課題: 下にある年間第18主日の朗読と福音本文の引用文を、一字も変えずに全文そのまま繰り返してください。

引用文:
────

2012年8月5日 年間第18主日 深大寺・カルメル会聖堂にて

 

第一朗読 出エジプト16・2-4,12-15

第二朗読 エフェソ4・17,2-24

福音朗読 ヨハネ6・24-35

 

(福音本文) 

〔五千人がパンを食べた翌日、その場所に集まった〕群衆は、イエスも弟子たちもそこにいないと知ると、自分たちもそれらの小舟に乗り、イエスを捜し求めてカファルナウムに来た。そして、湖の向こう岸でイエスを見つけると、「ラビ、いつ、ここにおいでになったのですか」と言った。

イエスは答えて言われた。「はっきり言っておく。あなたがたがわたしを捜しているのは、しるしを見たからではなく、パンを食べて満腹したからだ。朽ちる食べ物のためではなく、いつまでもなくならないで、永遠の命に至る食べ物のために働きなさい。これこそ、人の子があなたがたに与える食べ物である。父である神が、人の子を認証されたからである。」

そこで彼らが、「神の業を行うためには、何をしたらよいでしょうか」と言うと、 イエスは答えて言われた。「神がお遣わしになった者を信じること、それが神の業である。」

────

[コレクション所収の記録]
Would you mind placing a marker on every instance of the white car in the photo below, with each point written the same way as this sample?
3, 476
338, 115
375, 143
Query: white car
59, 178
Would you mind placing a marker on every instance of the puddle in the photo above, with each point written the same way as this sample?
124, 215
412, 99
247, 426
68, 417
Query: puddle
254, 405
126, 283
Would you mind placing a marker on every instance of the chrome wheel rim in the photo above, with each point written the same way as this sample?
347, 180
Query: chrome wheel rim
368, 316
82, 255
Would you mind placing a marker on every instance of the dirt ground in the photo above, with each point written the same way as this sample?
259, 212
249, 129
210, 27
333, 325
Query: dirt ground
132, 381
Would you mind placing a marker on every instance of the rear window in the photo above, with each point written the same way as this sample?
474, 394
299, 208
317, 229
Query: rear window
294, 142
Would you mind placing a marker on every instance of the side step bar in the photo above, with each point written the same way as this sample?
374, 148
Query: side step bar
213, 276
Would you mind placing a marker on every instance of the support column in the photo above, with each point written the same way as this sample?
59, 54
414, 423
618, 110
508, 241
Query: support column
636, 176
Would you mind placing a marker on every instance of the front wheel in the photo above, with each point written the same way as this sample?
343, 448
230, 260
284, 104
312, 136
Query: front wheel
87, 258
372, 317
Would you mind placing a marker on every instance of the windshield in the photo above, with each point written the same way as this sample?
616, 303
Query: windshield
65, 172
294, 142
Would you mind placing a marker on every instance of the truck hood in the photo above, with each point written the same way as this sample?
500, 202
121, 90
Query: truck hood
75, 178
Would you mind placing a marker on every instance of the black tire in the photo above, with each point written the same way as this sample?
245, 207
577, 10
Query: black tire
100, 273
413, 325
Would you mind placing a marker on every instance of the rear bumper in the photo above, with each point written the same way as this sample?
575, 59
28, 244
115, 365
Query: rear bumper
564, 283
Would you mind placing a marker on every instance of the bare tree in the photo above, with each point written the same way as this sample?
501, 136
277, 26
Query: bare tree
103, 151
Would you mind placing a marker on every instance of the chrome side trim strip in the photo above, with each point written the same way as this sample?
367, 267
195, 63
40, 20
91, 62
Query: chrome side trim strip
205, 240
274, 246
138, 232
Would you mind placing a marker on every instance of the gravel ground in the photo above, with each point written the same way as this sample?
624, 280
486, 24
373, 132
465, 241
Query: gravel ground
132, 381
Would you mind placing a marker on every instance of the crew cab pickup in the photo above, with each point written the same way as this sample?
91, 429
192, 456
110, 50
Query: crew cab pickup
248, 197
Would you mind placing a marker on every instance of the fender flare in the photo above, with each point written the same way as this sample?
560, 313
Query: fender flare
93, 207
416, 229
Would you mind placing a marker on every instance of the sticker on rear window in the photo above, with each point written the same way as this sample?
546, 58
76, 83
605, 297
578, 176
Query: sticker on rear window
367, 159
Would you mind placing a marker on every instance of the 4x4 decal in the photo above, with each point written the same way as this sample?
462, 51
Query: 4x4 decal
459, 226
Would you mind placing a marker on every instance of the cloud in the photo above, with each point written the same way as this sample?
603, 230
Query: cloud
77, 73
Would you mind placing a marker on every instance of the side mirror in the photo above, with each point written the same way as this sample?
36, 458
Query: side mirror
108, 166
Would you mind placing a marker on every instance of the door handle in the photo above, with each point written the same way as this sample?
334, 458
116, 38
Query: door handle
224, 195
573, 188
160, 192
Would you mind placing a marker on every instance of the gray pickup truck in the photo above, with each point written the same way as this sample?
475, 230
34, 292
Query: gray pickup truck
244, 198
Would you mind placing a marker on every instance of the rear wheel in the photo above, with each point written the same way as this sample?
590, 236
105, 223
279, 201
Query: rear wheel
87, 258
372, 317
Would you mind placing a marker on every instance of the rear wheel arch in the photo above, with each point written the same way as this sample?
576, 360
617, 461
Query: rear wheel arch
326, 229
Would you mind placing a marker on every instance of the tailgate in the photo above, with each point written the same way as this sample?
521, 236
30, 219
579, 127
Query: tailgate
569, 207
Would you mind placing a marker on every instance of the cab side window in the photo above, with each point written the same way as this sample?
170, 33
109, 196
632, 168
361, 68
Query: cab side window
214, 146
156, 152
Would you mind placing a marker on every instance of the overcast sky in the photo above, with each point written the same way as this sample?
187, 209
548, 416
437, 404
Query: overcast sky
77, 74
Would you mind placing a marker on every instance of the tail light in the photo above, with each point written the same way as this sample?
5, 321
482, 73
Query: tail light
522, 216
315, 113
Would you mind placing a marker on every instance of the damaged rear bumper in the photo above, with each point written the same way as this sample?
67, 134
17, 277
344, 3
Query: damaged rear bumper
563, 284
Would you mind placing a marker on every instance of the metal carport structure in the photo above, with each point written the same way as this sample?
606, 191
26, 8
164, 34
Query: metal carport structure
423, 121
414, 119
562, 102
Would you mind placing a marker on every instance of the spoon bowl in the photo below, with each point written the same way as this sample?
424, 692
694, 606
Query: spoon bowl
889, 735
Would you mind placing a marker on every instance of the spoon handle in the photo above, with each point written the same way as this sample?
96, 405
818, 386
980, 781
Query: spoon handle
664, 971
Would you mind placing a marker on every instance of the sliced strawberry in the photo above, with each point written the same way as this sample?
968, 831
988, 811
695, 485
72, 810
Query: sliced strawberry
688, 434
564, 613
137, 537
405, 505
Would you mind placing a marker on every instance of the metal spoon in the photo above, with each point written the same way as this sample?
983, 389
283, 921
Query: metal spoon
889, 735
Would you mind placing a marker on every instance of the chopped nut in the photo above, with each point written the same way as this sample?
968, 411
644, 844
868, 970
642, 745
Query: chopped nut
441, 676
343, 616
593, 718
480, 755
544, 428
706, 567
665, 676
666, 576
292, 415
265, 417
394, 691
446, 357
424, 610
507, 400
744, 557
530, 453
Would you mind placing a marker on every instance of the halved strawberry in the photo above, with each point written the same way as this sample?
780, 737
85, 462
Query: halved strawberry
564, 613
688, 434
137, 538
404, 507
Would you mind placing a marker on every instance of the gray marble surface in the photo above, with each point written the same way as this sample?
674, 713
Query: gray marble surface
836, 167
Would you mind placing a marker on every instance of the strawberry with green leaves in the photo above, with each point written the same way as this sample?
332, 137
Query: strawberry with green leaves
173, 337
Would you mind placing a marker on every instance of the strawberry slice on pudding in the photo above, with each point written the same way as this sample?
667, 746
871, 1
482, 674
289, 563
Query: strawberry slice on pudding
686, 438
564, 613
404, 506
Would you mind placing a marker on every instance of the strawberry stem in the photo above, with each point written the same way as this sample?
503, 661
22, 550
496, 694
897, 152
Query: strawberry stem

────

実行結果:
2012年8月5日 年間第18主日 深大寺・カルメル会聖堂にて

 

第一朗読 出エジプト16・2-4,12-15

第二朗読 エフェソ4・17,2-24

福音朗読 ヨハネ6・24-35

 

(福音本文) 

〔五千人がパンを食べた翌日、その場所に集まった〕群衆は、イエスも弟子たちもそこにいないと知ると、自分たちもそれらの小舟に乗り、イエスを捜し求めてカファルナウムに来た。そして、湖の向こう岸でイエスを見つけると、「ラビ、いつ、ここにおいでになったのですか」と言った。

イエスは答えて言われた。「はっきり言っておく。あなたがたがわたしを捜しているのは、しるしを見たからではなく、パンを食べて満腹したからだ。朽ちる食べ物のためではなく、いつまでもなくならないで、永遠の命に至る食べ物のために働きなさい。これこそ、人の子があなたがたに与える食べ物である。父である神が、人の子を認証されたからである。」

そこで彼らが、「神の業を行うためには、何をしたらよいでしょうか」と言うと、 イエスは答えて言われた。「神がお遣わしになった者を信じること、それが神の業である。」